:: Selected excerpt ::
□ □ □ □ □
I just missed the sixties, but being somewhat countercultural ourselves, I find the period fascinating.

I also enjoy reading any book, from any period of time, written in such a way that assumptions, standards, values and culture of that time and place are revealed in such a living way as one could never get from reading an encyclopedia entry. Ray wrote his Famous Long Ago in 1969. He and Marshall Bloom had only started the news service in 1967, the split was in 1968, and it was also in 1968 that Ray, Marty Jezer, a girl called Verandah and a few of their friends started the commune at Total Loss Farm in Packers Corner. So the window of history in Famous Long Ago is immediate, and much of the flavor and generally taken for granted assumptions of the era are revealed inadvertently rather than didactically. It's a great historical relic. Here are some of the pieces I found particularly interesting for one reason or another:

Ray Mungo describing the people he and Marshall Bloom gathered around them, or rather, who drifted up around them, in their 1960s DC apartment building:

"They were people who were homeless, could survive on perhaps five dollars a week in spending money, and could tolerate the others in the house. I guess we all agreed on some basic issues—the war is wrong, the draft is an
abomination and a slavery, abortions are sometimes necessary and should be legal, universities are an impossible bore, LSD is Good and Good For You, etc., etc.—and I realize that marijuana, that precious weed, was our universal common denominator."

These would be countercultural issues where we do not have much in common. It is interesting to note that while the propaganda arm of the sixties would have us believe it was all about peace, love, and acceptance, the acceptance was really largely just for those who shared a belief in those 'basic' issues- and whose judgment was warped by drugs.

Raymond also notes that "it is difficult to remain "independent" of aggressive young Trotskyites when you share a bathroom with them."

The whole point is that a free community does not have meetings, and your attendance is never required in a free community. You are welcome to do whatever comes to mind, so long as it does not actively harm others, in a free community. Nothing is expected of you, nothing is delivered. Everything springs of natural and uncoerced energy. Compassion and understanding will go a long way toward making your community free, delegation of labor will only mechanize it.

Sometimes, of course, you harm others by omission, by inaction, as much as you do by actions. If nothing is expected of you and nothing is delivered you don't really have a free community. You are in bondage to your own and everybody else's whims. And then we have a disconnect between the previous comment and this one- why is it difficult to be independent of aggressive young Trotskyites? Where's the compassion and understanding? In this freedom to do whatever comes to mind, why may they not hog the bathroom and proselytize?
If the most important bond you share in common is shared use of mind-altering, reality bending, hallucinogenic substances, then maybe, you know, that bond isn't really one that will support a life together in community without the crutch of mind-altering, reality bending, hallucinations. It's also odd that these things could be written by a man who writes elsewhere that there is no such thing as good evil, these are just intellectual conceits.
□ □ □ □ □
:: Information provided ::
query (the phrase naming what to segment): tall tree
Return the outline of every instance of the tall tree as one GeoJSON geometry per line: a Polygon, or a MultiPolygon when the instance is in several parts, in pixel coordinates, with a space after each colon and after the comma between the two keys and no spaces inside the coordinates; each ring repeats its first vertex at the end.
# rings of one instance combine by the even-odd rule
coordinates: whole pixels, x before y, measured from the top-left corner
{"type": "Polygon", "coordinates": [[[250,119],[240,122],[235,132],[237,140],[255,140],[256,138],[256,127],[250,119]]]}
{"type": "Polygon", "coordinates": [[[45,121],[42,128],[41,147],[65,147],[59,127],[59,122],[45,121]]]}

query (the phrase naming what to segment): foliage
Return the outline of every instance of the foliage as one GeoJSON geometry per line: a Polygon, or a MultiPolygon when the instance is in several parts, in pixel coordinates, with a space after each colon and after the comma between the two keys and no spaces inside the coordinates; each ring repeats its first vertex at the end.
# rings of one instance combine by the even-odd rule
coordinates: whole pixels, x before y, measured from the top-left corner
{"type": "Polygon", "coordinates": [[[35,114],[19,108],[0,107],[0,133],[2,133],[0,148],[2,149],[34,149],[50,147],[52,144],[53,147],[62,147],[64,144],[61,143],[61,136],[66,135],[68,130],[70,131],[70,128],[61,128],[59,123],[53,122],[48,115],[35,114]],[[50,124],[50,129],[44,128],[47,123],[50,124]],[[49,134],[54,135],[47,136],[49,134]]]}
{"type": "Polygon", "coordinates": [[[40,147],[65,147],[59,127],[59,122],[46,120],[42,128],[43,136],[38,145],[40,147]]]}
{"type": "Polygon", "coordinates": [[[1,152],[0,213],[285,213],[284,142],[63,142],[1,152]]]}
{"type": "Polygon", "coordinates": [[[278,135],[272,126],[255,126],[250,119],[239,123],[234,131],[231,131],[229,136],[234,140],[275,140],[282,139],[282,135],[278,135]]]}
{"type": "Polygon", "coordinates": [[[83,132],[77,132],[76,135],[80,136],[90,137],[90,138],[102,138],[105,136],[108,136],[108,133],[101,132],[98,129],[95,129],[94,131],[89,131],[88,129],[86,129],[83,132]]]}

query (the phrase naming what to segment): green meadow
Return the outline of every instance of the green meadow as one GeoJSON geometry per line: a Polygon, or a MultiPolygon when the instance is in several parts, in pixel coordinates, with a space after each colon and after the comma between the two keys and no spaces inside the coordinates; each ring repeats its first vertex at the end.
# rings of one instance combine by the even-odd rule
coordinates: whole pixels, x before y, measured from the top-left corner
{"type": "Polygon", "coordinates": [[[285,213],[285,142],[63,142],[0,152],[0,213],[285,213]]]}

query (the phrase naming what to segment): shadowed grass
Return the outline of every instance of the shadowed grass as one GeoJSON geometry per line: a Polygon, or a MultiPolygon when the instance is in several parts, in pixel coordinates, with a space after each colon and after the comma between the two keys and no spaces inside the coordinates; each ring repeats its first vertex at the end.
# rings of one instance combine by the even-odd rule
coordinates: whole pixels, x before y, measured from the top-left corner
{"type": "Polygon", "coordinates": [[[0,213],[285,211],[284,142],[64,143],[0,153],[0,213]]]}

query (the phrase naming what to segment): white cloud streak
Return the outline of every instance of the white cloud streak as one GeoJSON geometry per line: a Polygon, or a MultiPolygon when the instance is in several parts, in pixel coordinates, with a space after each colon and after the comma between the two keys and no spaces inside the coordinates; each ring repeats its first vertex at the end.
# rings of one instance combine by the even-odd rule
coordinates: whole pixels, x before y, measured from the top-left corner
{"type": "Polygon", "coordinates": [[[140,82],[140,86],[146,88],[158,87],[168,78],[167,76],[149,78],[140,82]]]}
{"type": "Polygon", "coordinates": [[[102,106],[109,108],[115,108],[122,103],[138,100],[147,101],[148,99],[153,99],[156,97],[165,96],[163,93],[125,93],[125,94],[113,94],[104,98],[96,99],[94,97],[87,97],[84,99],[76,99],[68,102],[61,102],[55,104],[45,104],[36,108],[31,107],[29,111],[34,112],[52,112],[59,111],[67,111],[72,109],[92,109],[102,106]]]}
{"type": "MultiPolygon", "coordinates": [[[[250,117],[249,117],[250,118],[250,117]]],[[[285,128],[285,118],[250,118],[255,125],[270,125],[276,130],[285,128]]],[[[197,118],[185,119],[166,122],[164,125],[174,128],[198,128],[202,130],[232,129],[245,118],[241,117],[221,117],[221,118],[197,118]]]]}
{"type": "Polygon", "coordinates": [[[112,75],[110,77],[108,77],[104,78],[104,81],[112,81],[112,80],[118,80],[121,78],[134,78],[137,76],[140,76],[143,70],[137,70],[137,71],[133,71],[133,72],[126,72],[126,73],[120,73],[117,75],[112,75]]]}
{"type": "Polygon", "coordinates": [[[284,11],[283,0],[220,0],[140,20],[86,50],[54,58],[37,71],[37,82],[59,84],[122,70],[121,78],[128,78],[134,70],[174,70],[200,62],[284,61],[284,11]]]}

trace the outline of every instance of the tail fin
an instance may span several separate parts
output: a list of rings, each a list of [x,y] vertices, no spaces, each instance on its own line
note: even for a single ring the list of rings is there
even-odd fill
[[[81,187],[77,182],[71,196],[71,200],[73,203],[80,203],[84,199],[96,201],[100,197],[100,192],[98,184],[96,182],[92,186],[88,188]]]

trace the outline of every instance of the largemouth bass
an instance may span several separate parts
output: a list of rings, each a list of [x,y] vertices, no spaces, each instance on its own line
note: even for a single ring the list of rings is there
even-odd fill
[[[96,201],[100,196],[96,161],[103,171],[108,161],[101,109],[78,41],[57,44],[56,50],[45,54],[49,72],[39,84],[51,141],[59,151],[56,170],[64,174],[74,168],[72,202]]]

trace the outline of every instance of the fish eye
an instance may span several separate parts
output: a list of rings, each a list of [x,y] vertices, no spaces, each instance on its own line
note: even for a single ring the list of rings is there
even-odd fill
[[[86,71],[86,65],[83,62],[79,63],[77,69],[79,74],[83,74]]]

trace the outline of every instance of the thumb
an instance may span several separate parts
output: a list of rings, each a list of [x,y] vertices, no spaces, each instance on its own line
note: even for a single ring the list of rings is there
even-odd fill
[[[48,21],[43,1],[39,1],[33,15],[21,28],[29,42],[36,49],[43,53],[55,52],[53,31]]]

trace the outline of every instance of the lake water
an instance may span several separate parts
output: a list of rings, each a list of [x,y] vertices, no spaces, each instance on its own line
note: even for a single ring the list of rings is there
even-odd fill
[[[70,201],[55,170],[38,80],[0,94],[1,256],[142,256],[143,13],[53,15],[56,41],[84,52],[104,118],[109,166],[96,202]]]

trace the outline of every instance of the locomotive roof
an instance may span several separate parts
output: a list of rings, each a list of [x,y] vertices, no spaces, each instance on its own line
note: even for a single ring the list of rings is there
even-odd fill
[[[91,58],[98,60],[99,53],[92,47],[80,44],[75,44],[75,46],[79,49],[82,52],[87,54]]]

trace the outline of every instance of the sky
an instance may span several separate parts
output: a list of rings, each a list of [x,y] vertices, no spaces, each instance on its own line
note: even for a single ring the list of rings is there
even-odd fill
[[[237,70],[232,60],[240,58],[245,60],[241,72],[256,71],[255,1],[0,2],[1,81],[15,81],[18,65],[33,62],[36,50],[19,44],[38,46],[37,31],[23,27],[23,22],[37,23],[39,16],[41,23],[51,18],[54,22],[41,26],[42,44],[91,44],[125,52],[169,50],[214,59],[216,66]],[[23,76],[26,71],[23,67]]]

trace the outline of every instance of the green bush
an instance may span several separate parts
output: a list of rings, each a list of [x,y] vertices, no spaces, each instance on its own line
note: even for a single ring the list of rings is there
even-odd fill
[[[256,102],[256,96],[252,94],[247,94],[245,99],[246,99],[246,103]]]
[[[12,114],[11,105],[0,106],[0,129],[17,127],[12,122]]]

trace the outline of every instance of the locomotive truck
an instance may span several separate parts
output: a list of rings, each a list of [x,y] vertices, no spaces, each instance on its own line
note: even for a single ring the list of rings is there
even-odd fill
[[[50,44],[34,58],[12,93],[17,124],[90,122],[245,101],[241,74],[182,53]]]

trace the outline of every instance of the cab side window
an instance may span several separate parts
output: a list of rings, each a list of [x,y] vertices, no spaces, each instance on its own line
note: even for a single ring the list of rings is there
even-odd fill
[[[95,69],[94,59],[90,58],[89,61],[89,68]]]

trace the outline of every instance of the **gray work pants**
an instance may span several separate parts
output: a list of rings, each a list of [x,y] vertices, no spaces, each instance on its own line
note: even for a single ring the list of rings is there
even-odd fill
□ □ □ □ □
:: Task ::
Please print the passage on Famous Long Ago word for word, beginning at the words "Raymond also notes" and stopping after "only mechanize it.". The items have nothing to do with the passage on Famous Long Ago.

:: Answer in full ::
Raymond also notes that "it is difficult to remain "independent" of aggressive young Trotskyites when you share a bathroom with them."

The whole point is that a free community does not have meetings, and your attendance is never required in a free community. You are welcome to do whatever comes to mind, so long as it does not actively harm others, in a free community. Nothing is expected of you, nothing is delivered. Everything springs of natural and uncoerced energy. Compassion and understanding will go a long way toward making your community free, delegation of labor will only mechanize it.